◆ SOURCE PASSAGE
“I waited patiently for the Lord to help me…” (Psalm 40:1)
The tension of waiting for the Lord is a difficult thing. Like a taut rope I hang in the balance of patience, not knowing what the end of the rope might look like. I want to be a good steward, a good example for others around me but the rope is an uncomfortable home. Winds come and invade my balance as I feel my faith wavering. To look below is a temptation too hard to refuse. My eyes peer over the rope and I see my greatest fears stewing in a pool of great pain. I feel the draw towards it and my attention gets lost in the eyes of my enemy.
I start to lose my balance and panic as I realize the danger of what I have done. To keep my focus in the tension is of upmost importance and look at the mistake I made! Tears streaming down my face I start to scream,
“I don’t want to fall!”
My voice echoed in the darkness as the fear bubbles over creating a stench that filled my nostrils. At this point I am hanging on to the rope with as much strength as I will myself to have. Everything done on my own.
“… and He turned to me and heard my cry” (Psalm 40:1).
I hear a great voice, “I’m with you.” I look up and see my Savior. Eyes like fire and a smile shining with an incomparable brilliance. He reaches down for me and I grab His hand. I feel His strength pull me up and balance me again. He faces me and leads me along the rope hand in hand and eyes locked together.
Oftentimes we are met with situations that cause great tension. Religion calls us to act in our own strength of completing Christian checklists. To keep up appearances for the ones around us. Don’t let them in. You can do this on your own and you’re weak if you ask for help. We twist the meaning of being brave to avoid being vulnerable. To be stoic is to be numb.
I remember when I was going through physical therapy after my hip replacements my therapist told me to let her know when I had reached my limit. She said she could normally tell by the facial expression of other patients but I was hard to read. My immediate response was, “I earned that right.” I thought that it was honorable to hide my pain and to manipulate my face to show only strength and determination. It was, in fact, easier to be alone.
What I have found though is that there is greater breakthrough when you let people in to your process. The price I pay for authentic connection is the risk of a gaping wound when it is removed. However, it is my natural design to link arms with those around me and push forward in my life. So although it may be easier to bury inside myself I have made the commitment to never stop making the beautiful sacrifice of authenticity.
As I walk the line of the tension I am able to feel the strength of the One ahead of me and the love of the community behind me. What a divine place to be.

◆ ENTRIES SHOWN
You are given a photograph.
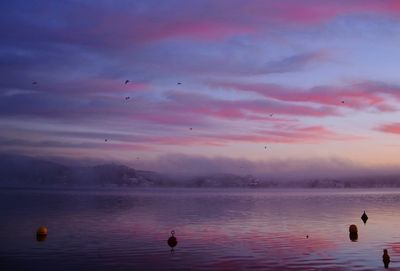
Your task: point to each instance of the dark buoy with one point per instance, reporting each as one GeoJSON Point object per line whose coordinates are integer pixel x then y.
{"type": "Point", "coordinates": [353, 233]}
{"type": "Point", "coordinates": [41, 234]}
{"type": "Point", "coordinates": [386, 258]}
{"type": "Point", "coordinates": [364, 217]}
{"type": "Point", "coordinates": [172, 242]}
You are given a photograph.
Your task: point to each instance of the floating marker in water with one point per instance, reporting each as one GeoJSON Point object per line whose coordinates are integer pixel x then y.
{"type": "Point", "coordinates": [172, 242]}
{"type": "Point", "coordinates": [364, 217]}
{"type": "Point", "coordinates": [353, 233]}
{"type": "Point", "coordinates": [41, 233]}
{"type": "Point", "coordinates": [386, 258]}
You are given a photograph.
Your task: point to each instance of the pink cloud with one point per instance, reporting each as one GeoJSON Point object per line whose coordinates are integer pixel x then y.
{"type": "Point", "coordinates": [392, 128]}
{"type": "Point", "coordinates": [358, 96]}
{"type": "Point", "coordinates": [103, 25]}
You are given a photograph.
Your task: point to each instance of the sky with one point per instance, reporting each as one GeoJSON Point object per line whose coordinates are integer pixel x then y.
{"type": "Point", "coordinates": [255, 81]}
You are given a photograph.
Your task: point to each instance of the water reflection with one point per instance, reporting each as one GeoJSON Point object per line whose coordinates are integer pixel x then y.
{"type": "Point", "coordinates": [386, 258]}
{"type": "Point", "coordinates": [221, 230]}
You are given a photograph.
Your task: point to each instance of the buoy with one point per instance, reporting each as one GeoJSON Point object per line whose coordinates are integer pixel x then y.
{"type": "Point", "coordinates": [172, 242]}
{"type": "Point", "coordinates": [353, 233]}
{"type": "Point", "coordinates": [386, 258]}
{"type": "Point", "coordinates": [42, 231]}
{"type": "Point", "coordinates": [353, 229]}
{"type": "Point", "coordinates": [41, 234]}
{"type": "Point", "coordinates": [364, 217]}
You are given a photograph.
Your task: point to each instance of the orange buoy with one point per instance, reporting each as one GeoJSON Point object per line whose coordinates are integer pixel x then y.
{"type": "Point", "coordinates": [172, 242]}
{"type": "Point", "coordinates": [353, 233]}
{"type": "Point", "coordinates": [353, 229]}
{"type": "Point", "coordinates": [41, 233]}
{"type": "Point", "coordinates": [386, 258]}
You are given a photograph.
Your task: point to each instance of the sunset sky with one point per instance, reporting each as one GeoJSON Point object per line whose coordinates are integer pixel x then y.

◆ REQUIRED TASKS
[A] In the Psalm 40:1 devotional, what surgery came before the physical therapy the writer describes?
[B] Reproduce the Psalm 40:1 devotional from "The tension of" to "of my enemy.".
The lines above can be set aside.

◆ ANSWERS FOR THE TASKS
[A] Hip replacements.

[B]
The tension of waiting for the Lord is a difficult thing. Like a taut rope I hang in the balance of patience, not knowing what the end of the rope might look like. I want to be a good steward, a good example for others around me but the rope is an uncomfortable home. Winds come and invade my balance as I feel my faith wavering. To look below is a temptation too hard to refuse. My eyes peer over the rope and I see my greatest fears stewing in a pool of great pain. I feel the draw towards it and my attention gets lost in the eyes of my enemy.